**Text shown**
········
Learning by Doing: Simpson Welcomes Back Cristo Rey Intern Lissette

Like most 16-year-olds, Lissette of Minneapolis has a lot on her plate.  

Between completing her education at Cristo Rey Jesuit High School, looking after her little brother, and teaching herself to play an impressive number of musical instruments, it’s sometimes hard to get a little extra sleep, let alone dedicate herself to service work.  

Nonetheless, Lissette is also providing some valuable time and energy to Simpson as a student intern. Simpson’s a perennial partner with Cristo Rey’s Corporate Work Study program. It’s designed to get students hands-on experience in the corporate sector, including nonprofits like Simpson.  

“In the first year I was learning the basics,” she says. Interns were often organizing donations, sorting mail, putting together informational packets – the relatively simple, hands-on tasks that make office work possible. She progressed from answering phones in her freshman year to handling spreadsheets for Simpson’s HR department in the latter half of her sophomore year.  

It’s “experience,” she says – plain and simple.  

That can be a huge edge as students transition to the working world. The vast majority of Cristo Rey students are BIPOC or from low-income communities; groups historically underrepresented in corporate America. The work study program helps them both finance their education and bolster their resumes as they prepare for college and beyond. By the time they leave high school, they already have some training, connections, and realistic expectations for what the workplace will be like.
········
**Brief 1**
From the article about Lissette's internship at Simpson, return the passage from "Learning by Doing: Simpson" to "nonprofits like Simpson.".
**Brief 2**
Answer these questions using the article about Lissette's internship at Simpson.
(a) Which family member does Lissette look after?
(b) What did she handle for Simpson's HR department in the latter half of her sophomore year?
(c) Which students make up the vast majority of Cristo Rey's student body?
**Brief 3**
Write the next part of the article about Lissette's internship at Simpson, continuing after its last sentence.

(Stored dataset items)
········
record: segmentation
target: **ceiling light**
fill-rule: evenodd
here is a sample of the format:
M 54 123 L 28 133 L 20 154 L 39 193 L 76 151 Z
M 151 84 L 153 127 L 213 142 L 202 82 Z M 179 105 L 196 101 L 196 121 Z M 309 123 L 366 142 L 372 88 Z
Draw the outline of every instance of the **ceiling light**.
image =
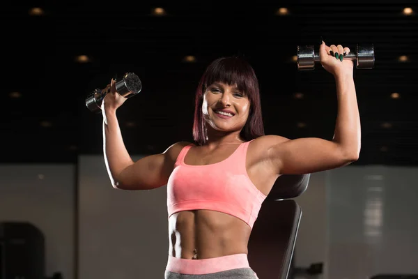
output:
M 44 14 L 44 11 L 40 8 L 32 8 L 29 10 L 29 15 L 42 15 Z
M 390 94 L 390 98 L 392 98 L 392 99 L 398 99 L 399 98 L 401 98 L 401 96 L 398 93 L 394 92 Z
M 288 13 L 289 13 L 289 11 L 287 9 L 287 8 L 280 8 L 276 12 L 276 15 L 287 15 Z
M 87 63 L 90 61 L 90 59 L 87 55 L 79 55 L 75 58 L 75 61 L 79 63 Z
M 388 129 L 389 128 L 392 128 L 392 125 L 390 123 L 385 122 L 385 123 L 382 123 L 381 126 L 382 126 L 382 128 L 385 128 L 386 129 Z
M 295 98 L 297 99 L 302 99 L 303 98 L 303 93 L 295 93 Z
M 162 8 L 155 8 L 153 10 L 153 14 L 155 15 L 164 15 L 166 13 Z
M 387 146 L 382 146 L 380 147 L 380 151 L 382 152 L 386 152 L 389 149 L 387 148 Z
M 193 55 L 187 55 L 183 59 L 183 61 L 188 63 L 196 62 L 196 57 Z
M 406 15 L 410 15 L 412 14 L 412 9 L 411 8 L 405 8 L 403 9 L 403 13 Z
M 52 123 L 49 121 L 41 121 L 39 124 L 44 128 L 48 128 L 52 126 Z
········
**Exercise response 1**
Learning by Doing: Simpson Welcomes Back Cristo Rey Intern Lissette

Like most 16-year-olds, Lissette of Minneapolis has a lot on her plate.  

Between completing her education at Cristo Rey Jesuit High School, looking after her little brother, and teaching herself to play an impressive number of musical instruments, it’s sometimes hard to get a little extra sleep, let alone dedicate herself to service work.  

Nonetheless, Lissette is also providing some valuable time and energy to Simpson as a student intern. Simpson’s a perennial partner with Cristo Rey’s Corporate Work Study program. It’s designed to get students hands-on experience in the corporate sector, including nonprofits like Simpson.

**Exercise response 2**
(a) Her little brother.
(b) Spreadsheets.
(c) Students who are BIPOC or from low-income communities.

**Exercise response 3**
The pandemic changed a lot about the ways Cristo Rey and Simpson could work together. The partnership was put on hiatus in the fall of 2021 because Simpson staff were working remotely in response to the pandemic. When the program resumed in February, Lissette went from working in the office to logging in from home, occasionally competing for bandwidth with the rest of her family. Now that she’s reporting for duty again as a junior, her work is mostly online and project-based: more data and research, fewer clerical tasks. 

“Lissette is responsible and self-led,” her supervisor, Employee Relations Business Partner Jennifer Fukuda, says. Those traits are invaluable when it comes to working from home.  

Lissette’s advice to other work study participants is to remember to enjoy it. It’s hard to know what to expect, especially when the working world itself is still very much in flux. But opportunities like this aren’t all that common. It’s very “unique,” she says, to Cristo Rey.  

Meanwhile, she’s enjoyed having a chance to meet the Simpson staff and get to know what they do. She describes them as “a group of people that are just trying to help out.”  

We’re thrilled to have Lissette back and can’t wait to see what she does with her career. She’s not exactly sure what that will be, but she knows college is the next step. The only question is where.